TASK GOAL: Render the listing below as a Markdown table with the columns "Row" and "Line," giving each line its own numbered row and skipping blank lines. Leave the pictures out of the table.

LISTED ENTRIES:
—————

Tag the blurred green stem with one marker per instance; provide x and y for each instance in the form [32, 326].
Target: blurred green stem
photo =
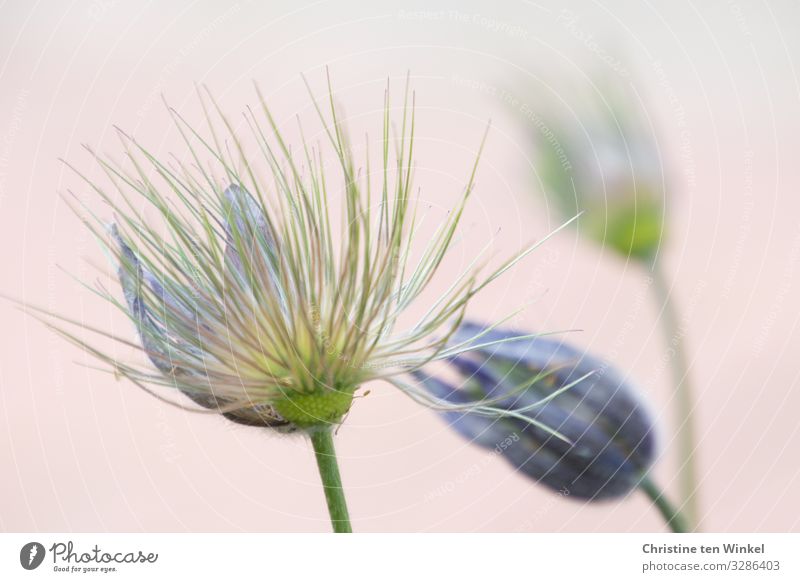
[684, 396]
[675, 520]
[322, 440]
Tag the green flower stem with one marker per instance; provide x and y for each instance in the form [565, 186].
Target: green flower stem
[322, 440]
[684, 397]
[674, 518]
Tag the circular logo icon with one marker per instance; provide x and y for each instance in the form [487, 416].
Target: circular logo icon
[31, 555]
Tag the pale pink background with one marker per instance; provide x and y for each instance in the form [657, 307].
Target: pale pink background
[80, 451]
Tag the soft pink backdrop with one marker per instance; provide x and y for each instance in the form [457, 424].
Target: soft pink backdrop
[80, 451]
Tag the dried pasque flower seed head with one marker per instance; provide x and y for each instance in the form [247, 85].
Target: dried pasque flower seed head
[246, 298]
[605, 442]
[597, 155]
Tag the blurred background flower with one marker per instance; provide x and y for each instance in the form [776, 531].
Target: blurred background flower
[597, 156]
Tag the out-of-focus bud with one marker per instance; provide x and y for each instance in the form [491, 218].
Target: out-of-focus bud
[598, 156]
[546, 384]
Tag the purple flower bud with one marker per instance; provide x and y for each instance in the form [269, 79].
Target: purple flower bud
[610, 432]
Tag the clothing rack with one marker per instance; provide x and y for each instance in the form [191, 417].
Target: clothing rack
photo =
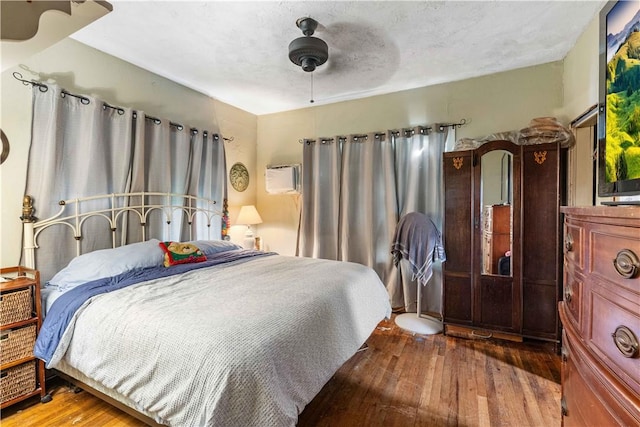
[86, 101]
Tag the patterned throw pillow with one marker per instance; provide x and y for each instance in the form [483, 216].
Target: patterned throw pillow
[181, 253]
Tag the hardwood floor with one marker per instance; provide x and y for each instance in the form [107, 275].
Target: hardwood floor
[399, 380]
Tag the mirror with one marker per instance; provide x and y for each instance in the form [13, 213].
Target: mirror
[496, 201]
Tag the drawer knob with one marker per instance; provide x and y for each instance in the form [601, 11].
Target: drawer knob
[626, 341]
[568, 242]
[627, 264]
[567, 294]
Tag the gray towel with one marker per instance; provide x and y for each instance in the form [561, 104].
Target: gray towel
[418, 240]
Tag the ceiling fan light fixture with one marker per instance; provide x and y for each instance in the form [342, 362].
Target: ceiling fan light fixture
[308, 52]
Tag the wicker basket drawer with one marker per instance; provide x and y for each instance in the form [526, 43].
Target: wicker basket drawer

—————

FINAL RESULT:
| Row | Line |
|---|---|
| 1 | Tag the blurred green stem with one marker per instance; provide x and y for each instance in the form [32, 326]. |
| 2 | Target: blurred green stem |
| 3 | photo = |
| 4 | [684, 396] |
| 5 | [675, 520] |
| 6 | [322, 440] |
| 7 | Tag the green flower stem with one marker per instance; provide x and y for each instance in the form [565, 186]. |
| 8 | Target: green flower stem |
| 9 | [322, 440] |
| 10 | [684, 397] |
| 11 | [674, 518] |
| 12 | Tag the circular logo icon with one marker per instance; provide x and y for each instance in the form [487, 416]. |
| 13 | Target: circular logo icon |
| 14 | [31, 555] |
| 15 | Tag the pale pink background with one marker per instance; provide x and y for each instance in the form [657, 307]. |
| 16 | Target: pale pink background |
| 17 | [80, 451] |
| 18 | Tag the soft pink backdrop with one marker per instance; provide x and y for each instance in the form [457, 424]. |
| 19 | Target: soft pink backdrop |
| 20 | [80, 451] |
| 21 | Tag the dried pasque flower seed head with one marker per instance; provide x and y for each instance in the form [247, 85]. |
| 22 | Target: dried pasque flower seed head |
| 23 | [246, 298] |
| 24 | [605, 442] |
| 25 | [597, 155] |
| 26 | Tag the blurred background flower with one marker per instance; provide x and y for each instance in the form [776, 531]. |
| 27 | Target: blurred background flower |
| 28 | [597, 156] |
| 29 | Tag the out-of-focus bud with one marker per instance; provide x and y for each instance in the form [491, 218]. |
| 30 | Target: out-of-focus bud |
| 31 | [598, 156] |
| 32 | [546, 384] |
| 33 | Tag the purple flower bud with one marker per instance; provide x and y for each instance in the form [269, 79]. |
| 34 | Target: purple flower bud |
| 35 | [610, 432] |
| 36 | Tag the clothing rack with one marker per instance; provide x and y for each instance in the form [191, 417]. |
| 37 | Target: clothing rack |
| 38 | photo = |
| 39 | [86, 101] |
| 40 | Tag the patterned throw pillow with one marker per instance; provide x and y for each instance in the form [483, 216]. |
| 41 | Target: patterned throw pillow |
| 42 | [181, 253] |
| 43 | Tag the hardwood floor with one marker per instance; provide x and y for each instance in the form [107, 275]. |
| 44 | Target: hardwood floor |
| 45 | [399, 380] |
| 46 | Tag the mirror with one marker per instance; provide x and y for each instance in the form [13, 213]. |
| 47 | Target: mirror |
| 48 | [496, 201] |
| 49 | Tag the drawer knob with one marker per instance; provide x and y for each instance in the form [601, 11]. |
| 50 | Target: drawer knob |
| 51 | [626, 341] |
| 52 | [568, 242] |
| 53 | [627, 264] |
| 54 | [567, 294] |
| 55 | Tag the gray towel with one marker per instance; provide x and y for each instance in the form [561, 104]. |
| 56 | Target: gray towel |
| 57 | [418, 240] |
| 58 | Tag the ceiling fan light fixture with one marker per instance; provide x and y for each instance in the form [342, 362]. |
| 59 | Target: ceiling fan light fixture |
| 60 | [308, 52] |
| 61 | Tag the wicker basket drawer with one marker per instance; provide x and y for each instance in the form [526, 43]. |
| 62 | Target: wicker basket drawer |